**PROBLEMS AND TASKS:**
- 1) In the lung cancer study methods text, what outcome did the study use?
- 2) Carry on the lung cancer study methods text from its last sentence.

**TEXT UNDER STUDY:**
┄┄┄┄┄┄┄┄┄┄

Material and methods

Data

Clinical data from 1540 lung cancer patients, treated with curative-intent CRT or RT alone were collected and stored in four different medical institutes [698 patients at Maastro Clinic, 147 at University of Michigan (USA), 196 at The Christie Hospital in Manchester (UK) and 499 in Liverpool hospital (Australia)]. Patients were treated for their primary lung tumor and were not diagnosed with another tumor in the 5 years prior to treatment. The patients’ characteristics are shown in Supplementary Table S1. Four-month survival, taken from the first day of radiotherapy, was used as the outcome of this study. Patients with missing data in the validation were excluded. Patients that did not fulfill the planned treatment were included in the study. A consort diagram for this study can be observed in Supplementary Figure S1.

┄┄┄┄┄┄┄┄┄┄

**INFORMATION SHOWN:**
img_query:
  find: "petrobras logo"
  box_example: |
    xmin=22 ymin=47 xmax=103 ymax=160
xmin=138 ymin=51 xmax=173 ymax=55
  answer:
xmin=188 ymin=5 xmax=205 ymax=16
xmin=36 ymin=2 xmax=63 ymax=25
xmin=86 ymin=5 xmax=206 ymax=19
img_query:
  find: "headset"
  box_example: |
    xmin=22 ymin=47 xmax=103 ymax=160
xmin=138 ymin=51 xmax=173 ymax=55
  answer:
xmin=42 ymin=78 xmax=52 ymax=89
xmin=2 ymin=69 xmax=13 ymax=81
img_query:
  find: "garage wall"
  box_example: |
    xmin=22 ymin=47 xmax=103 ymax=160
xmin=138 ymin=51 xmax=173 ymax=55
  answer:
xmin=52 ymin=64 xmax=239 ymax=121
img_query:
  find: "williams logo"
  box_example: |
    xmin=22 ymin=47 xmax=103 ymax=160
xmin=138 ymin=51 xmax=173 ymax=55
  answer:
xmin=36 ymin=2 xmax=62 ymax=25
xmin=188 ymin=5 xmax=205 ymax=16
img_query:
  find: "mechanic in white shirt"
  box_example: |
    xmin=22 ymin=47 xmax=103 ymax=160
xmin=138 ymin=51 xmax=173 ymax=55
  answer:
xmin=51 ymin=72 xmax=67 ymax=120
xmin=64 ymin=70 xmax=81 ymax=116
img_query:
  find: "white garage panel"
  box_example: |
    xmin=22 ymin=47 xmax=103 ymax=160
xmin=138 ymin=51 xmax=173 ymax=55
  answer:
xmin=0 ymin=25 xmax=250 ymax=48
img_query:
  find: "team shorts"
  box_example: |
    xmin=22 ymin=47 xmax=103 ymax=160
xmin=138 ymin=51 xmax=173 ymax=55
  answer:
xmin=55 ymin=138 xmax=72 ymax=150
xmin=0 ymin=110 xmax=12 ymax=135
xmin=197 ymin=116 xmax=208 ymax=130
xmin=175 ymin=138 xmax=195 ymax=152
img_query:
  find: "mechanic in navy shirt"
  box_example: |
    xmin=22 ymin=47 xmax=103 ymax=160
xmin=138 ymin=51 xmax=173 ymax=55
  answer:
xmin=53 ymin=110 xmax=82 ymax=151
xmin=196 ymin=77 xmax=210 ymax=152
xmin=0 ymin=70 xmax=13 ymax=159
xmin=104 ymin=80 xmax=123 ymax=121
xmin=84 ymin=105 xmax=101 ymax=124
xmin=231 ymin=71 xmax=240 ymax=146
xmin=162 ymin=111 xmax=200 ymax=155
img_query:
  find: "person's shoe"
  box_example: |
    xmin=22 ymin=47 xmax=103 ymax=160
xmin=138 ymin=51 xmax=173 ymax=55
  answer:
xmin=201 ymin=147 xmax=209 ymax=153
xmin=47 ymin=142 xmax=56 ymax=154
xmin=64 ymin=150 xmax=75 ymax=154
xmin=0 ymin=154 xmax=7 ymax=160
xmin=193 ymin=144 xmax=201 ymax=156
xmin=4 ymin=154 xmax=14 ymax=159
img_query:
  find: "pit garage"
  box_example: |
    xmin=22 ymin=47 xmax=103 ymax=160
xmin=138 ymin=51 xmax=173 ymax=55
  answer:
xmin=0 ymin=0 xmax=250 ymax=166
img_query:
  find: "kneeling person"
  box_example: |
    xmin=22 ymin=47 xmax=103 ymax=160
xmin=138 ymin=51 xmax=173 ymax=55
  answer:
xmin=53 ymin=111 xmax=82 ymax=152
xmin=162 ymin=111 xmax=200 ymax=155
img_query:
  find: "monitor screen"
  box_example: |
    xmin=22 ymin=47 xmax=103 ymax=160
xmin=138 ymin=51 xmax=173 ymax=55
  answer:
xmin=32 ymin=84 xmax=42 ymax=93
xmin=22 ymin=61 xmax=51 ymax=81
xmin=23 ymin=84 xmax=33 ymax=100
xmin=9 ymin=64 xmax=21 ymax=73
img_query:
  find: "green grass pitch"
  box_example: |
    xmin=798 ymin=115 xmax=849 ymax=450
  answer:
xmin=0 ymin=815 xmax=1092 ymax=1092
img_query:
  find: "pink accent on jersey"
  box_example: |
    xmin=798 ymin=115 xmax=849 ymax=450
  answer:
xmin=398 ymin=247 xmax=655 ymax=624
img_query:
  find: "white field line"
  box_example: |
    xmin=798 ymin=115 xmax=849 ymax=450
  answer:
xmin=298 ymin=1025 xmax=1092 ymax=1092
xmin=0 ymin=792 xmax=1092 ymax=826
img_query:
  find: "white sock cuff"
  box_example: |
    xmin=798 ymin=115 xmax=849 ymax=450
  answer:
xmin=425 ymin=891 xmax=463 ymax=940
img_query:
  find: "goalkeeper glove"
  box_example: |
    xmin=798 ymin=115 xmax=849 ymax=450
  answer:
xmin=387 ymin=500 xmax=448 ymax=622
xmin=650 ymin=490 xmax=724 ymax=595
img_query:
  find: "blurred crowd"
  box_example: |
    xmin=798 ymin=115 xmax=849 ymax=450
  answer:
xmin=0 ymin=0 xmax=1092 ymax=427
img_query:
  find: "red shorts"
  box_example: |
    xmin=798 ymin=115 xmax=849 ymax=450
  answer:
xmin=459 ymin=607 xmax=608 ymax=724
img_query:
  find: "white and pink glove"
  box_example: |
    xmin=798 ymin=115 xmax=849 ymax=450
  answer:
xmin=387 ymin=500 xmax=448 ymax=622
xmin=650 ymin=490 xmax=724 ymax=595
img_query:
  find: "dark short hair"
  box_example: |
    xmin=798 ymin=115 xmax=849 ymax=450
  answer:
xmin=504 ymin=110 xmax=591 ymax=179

┄┄┄┄┄┄┄┄┄┄

**TASK-BY-TASK OUTPUTS:**
- 1) Four-month survival, counted from the first day of radiotherapy.

- 2)
Maastro cohort

The Maastro data were collected under an institutional review board (IRB) approved and registered clinical trial (NCT01949259). Patients were treated between 2004 and 2014. Three different CRT or RT protocol types were administered to the patients in this study. Two hundred twentyseven NSCLC patients were treated according to a new protocol for sequential chemo-radiation, which was introduced in August 2005. The individualized radiation dose ranged from 54.0 to 79.2 Gy, delivered in fractions of 1.8 Gy, twice daily, until the mean lung dose or maximum dose to the spinal cord were reached. Three hundred fifty-seven NSCLC patients received concurrent CRT. A radiation dose of 45 Gy was delivered in fractions of 1.5 Gy, twice daily. This treatment was followed by an individualized dose ranging from 8 to 24 Gy, delivered in fractions of 2 Gy, once daily, again until reaching the normal tissue dose constraints. Fiftythree NSCLC patients received accelerated high dose conformal radiotherapy: 66 Gy in 24 fractions (2.75 Gy per fraction). Some of these patients received chemotherapy. The remaining 61 patients received a treatment regime tailored specifically to the patient. For these patients, total doses ranged from 52.25 to 129.6 Gy and dose per fraction ranged from 2.75 to 5.4 Gy.

Michigan cohort

The Michigan data were collected from prospective protocols under IRB approval (UMCC 2006.040 and UMCC 2007.123). All patients were treated with curative intent in the period between May 2003 and July 2014. One hundred and two received RT to standard doses (60–66 Gy) using once daily fractions of 2 Gy. Seventy eight of these patients received concurrent chemotherapy. Forty-five patients received RT by intensifying doses to persistent PET-avid target volumes during treatment with 2.1–2.85 Gy per fraction up to a total dose of 85.5 Gy in 30 fractions. Forty three out of 45 patients received concurrent chemotherapy.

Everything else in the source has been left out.